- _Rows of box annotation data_

+ + +

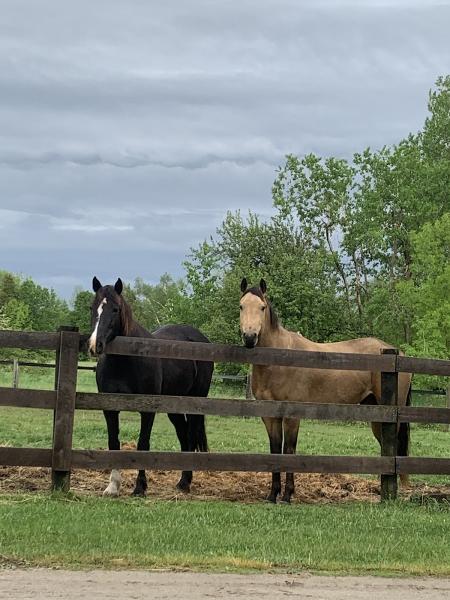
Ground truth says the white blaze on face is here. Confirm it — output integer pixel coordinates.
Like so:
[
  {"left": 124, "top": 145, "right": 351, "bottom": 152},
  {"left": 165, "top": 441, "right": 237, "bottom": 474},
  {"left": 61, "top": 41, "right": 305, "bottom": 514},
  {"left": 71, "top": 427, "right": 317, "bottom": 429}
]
[
  {"left": 103, "top": 469, "right": 122, "bottom": 496},
  {"left": 89, "top": 298, "right": 106, "bottom": 354}
]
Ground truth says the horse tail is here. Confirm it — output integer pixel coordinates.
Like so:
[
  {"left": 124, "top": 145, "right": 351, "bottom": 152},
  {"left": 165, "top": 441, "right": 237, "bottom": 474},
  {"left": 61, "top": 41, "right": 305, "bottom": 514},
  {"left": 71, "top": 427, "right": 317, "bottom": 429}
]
[
  {"left": 187, "top": 415, "right": 208, "bottom": 452},
  {"left": 397, "top": 385, "right": 411, "bottom": 485}
]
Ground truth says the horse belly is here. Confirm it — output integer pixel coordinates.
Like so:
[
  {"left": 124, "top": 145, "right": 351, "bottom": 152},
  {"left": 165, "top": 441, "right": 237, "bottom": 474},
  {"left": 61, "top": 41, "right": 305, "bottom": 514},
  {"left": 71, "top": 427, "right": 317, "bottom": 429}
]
[{"left": 252, "top": 367, "right": 371, "bottom": 404}]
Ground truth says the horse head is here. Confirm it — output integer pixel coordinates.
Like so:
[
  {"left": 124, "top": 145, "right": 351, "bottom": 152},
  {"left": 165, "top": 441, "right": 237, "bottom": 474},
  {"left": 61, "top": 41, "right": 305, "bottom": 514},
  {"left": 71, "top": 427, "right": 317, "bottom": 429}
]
[
  {"left": 239, "top": 277, "right": 271, "bottom": 348},
  {"left": 89, "top": 277, "right": 131, "bottom": 355}
]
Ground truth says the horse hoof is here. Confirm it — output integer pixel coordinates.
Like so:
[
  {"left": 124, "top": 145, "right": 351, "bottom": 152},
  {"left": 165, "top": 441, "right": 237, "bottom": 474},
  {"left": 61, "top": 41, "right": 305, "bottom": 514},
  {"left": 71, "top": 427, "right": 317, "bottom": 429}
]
[
  {"left": 103, "top": 485, "right": 119, "bottom": 498},
  {"left": 177, "top": 479, "right": 191, "bottom": 494},
  {"left": 266, "top": 496, "right": 277, "bottom": 504}
]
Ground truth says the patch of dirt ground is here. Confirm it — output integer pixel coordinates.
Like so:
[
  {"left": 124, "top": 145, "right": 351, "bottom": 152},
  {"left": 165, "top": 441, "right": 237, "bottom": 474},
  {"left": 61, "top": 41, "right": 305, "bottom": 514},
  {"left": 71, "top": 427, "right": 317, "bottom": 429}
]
[
  {"left": 0, "top": 467, "right": 448, "bottom": 504},
  {"left": 0, "top": 569, "right": 450, "bottom": 600}
]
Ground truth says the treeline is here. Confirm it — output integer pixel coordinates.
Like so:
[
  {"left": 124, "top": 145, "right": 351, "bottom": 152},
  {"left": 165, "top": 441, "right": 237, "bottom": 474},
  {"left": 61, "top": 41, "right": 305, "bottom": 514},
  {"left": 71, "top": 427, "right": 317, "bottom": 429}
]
[{"left": 0, "top": 76, "right": 450, "bottom": 378}]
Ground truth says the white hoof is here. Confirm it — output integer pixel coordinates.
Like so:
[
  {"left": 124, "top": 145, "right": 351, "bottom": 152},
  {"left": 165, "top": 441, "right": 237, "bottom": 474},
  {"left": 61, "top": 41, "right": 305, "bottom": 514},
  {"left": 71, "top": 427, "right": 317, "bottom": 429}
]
[{"left": 103, "top": 469, "right": 121, "bottom": 498}]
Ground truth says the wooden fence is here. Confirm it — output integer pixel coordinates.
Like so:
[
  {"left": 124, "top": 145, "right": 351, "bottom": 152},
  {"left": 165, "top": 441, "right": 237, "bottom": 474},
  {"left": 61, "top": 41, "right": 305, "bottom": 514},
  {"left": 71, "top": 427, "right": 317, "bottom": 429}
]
[{"left": 0, "top": 328, "right": 450, "bottom": 499}]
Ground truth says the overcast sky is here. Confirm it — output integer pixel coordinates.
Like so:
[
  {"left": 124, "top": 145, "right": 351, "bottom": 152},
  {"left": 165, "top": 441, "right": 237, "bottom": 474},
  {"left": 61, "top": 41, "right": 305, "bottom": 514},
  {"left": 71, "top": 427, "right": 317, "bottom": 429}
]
[{"left": 0, "top": 0, "right": 450, "bottom": 298}]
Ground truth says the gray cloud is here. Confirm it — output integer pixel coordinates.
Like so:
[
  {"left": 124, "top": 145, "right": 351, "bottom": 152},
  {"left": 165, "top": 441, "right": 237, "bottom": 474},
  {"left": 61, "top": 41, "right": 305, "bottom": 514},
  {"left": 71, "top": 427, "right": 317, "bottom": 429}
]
[{"left": 0, "top": 0, "right": 450, "bottom": 295}]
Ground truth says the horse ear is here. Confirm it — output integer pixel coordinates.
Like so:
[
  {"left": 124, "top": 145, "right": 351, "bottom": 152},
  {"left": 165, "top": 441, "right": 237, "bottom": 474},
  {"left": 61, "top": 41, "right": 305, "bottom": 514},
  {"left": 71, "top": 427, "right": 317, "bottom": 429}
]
[
  {"left": 114, "top": 277, "right": 123, "bottom": 296},
  {"left": 92, "top": 277, "right": 102, "bottom": 292}
]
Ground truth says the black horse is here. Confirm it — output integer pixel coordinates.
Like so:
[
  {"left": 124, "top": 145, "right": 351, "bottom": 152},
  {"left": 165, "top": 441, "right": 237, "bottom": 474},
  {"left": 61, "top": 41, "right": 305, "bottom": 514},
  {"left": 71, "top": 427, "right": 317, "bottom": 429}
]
[{"left": 89, "top": 277, "right": 214, "bottom": 496}]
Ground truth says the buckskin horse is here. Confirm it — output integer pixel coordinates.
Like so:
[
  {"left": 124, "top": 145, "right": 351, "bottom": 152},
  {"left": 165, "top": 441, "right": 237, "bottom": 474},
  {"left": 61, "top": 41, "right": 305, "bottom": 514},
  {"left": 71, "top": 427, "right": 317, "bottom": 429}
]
[
  {"left": 240, "top": 278, "right": 411, "bottom": 503},
  {"left": 89, "top": 277, "right": 214, "bottom": 496}
]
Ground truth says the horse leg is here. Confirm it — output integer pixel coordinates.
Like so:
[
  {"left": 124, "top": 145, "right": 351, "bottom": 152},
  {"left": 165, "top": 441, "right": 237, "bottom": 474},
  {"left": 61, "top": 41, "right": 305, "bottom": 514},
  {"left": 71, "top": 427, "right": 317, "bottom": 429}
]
[
  {"left": 167, "top": 413, "right": 192, "bottom": 492},
  {"left": 133, "top": 413, "right": 155, "bottom": 496},
  {"left": 281, "top": 419, "right": 300, "bottom": 504},
  {"left": 262, "top": 417, "right": 283, "bottom": 503},
  {"left": 103, "top": 410, "right": 121, "bottom": 497}
]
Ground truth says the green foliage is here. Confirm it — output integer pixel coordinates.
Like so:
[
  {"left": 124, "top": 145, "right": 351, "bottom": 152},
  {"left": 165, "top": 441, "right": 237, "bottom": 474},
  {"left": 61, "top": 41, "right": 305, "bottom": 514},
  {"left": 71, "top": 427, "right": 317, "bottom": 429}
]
[{"left": 69, "top": 289, "right": 94, "bottom": 333}]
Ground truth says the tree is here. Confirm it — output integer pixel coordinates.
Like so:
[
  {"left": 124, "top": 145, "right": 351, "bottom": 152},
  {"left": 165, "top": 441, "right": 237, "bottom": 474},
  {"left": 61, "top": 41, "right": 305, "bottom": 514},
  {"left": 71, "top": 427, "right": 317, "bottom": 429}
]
[{"left": 70, "top": 289, "right": 93, "bottom": 333}]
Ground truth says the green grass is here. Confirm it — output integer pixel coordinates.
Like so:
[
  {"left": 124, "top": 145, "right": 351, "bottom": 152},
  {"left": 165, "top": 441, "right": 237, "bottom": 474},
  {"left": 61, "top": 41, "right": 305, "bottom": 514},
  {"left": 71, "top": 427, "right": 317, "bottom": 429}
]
[
  {"left": 0, "top": 369, "right": 450, "bottom": 576},
  {"left": 0, "top": 495, "right": 450, "bottom": 575}
]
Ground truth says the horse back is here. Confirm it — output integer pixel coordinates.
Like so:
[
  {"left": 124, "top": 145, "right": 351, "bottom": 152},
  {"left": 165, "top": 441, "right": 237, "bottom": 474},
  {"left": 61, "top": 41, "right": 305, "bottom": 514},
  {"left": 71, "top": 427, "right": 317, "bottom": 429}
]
[{"left": 152, "top": 325, "right": 214, "bottom": 396}]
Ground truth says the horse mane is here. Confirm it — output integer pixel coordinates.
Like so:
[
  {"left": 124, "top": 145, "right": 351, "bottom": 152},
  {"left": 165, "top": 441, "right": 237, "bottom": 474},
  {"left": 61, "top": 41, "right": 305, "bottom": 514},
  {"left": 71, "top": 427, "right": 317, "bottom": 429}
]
[
  {"left": 242, "top": 287, "right": 280, "bottom": 329},
  {"left": 119, "top": 296, "right": 134, "bottom": 336}
]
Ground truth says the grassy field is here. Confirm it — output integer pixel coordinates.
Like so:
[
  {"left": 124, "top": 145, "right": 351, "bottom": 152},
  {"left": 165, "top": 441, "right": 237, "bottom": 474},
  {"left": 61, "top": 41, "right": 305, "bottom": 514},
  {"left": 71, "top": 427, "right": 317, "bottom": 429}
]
[
  {"left": 0, "top": 495, "right": 450, "bottom": 575},
  {"left": 0, "top": 360, "right": 450, "bottom": 575}
]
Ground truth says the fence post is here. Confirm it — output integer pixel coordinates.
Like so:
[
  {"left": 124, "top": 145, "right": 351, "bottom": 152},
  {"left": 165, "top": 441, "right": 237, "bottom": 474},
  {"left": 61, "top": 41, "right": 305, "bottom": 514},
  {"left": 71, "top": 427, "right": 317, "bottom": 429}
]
[
  {"left": 381, "top": 348, "right": 398, "bottom": 501},
  {"left": 444, "top": 383, "right": 450, "bottom": 431},
  {"left": 245, "top": 371, "right": 253, "bottom": 400},
  {"left": 52, "top": 327, "right": 80, "bottom": 492},
  {"left": 13, "top": 358, "right": 19, "bottom": 389}
]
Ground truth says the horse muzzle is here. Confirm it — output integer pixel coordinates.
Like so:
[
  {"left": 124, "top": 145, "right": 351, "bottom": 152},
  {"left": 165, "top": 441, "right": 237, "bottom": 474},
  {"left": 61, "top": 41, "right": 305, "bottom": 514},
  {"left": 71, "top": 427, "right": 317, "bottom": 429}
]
[{"left": 242, "top": 333, "right": 258, "bottom": 348}]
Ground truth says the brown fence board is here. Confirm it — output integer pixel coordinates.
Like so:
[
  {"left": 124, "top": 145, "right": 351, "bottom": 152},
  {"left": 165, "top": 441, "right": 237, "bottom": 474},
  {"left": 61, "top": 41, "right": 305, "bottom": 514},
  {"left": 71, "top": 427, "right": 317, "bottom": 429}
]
[
  {"left": 398, "top": 406, "right": 450, "bottom": 423},
  {"left": 76, "top": 392, "right": 397, "bottom": 423},
  {"left": 106, "top": 337, "right": 395, "bottom": 372},
  {"left": 0, "top": 446, "right": 52, "bottom": 467},
  {"left": 396, "top": 456, "right": 450, "bottom": 475},
  {"left": 0, "top": 331, "right": 59, "bottom": 350},
  {"left": 397, "top": 356, "right": 450, "bottom": 377},
  {"left": 0, "top": 388, "right": 56, "bottom": 408},
  {"left": 72, "top": 450, "right": 395, "bottom": 473}
]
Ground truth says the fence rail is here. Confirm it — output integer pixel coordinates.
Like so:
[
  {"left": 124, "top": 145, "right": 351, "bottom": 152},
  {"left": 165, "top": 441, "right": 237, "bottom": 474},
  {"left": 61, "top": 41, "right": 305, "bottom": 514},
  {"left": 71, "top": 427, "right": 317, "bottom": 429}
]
[{"left": 0, "top": 328, "right": 450, "bottom": 498}]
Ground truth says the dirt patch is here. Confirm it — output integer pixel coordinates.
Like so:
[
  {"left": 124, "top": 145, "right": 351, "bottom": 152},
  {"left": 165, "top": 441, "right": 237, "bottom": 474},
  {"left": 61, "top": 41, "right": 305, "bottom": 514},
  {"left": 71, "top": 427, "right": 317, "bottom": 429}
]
[
  {"left": 0, "top": 458, "right": 448, "bottom": 504},
  {"left": 0, "top": 569, "right": 450, "bottom": 600}
]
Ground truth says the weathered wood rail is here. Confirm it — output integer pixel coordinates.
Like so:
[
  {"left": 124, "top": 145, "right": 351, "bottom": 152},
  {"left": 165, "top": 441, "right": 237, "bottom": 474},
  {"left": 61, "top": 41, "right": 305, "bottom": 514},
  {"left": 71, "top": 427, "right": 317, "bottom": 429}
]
[{"left": 0, "top": 328, "right": 450, "bottom": 499}]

+ + +

- _Given request_
Your task is to output exactly the lines running from the one with "Ground truth says the dirt" through the final line of the material above, with both ends included.

- _Solution to this task_
Ground truth says the dirt patch is here. Confirm it — output integer pixel coordinates.
Like so:
[
  {"left": 124, "top": 145, "right": 351, "bottom": 152},
  {"left": 165, "top": 441, "right": 237, "bottom": 474},
  {"left": 61, "top": 41, "right": 305, "bottom": 514},
  {"left": 71, "top": 427, "right": 317, "bottom": 429}
]
[
  {"left": 0, "top": 458, "right": 448, "bottom": 504},
  {"left": 0, "top": 569, "right": 450, "bottom": 600}
]
Ground truth says the weathered wood rail is here. Confirm it — output integer pixel coordinates.
Like so:
[
  {"left": 124, "top": 145, "right": 351, "bottom": 152},
  {"left": 165, "top": 441, "right": 237, "bottom": 474},
  {"left": 61, "top": 41, "right": 305, "bottom": 514},
  {"left": 71, "top": 427, "right": 317, "bottom": 429}
]
[{"left": 0, "top": 328, "right": 450, "bottom": 499}]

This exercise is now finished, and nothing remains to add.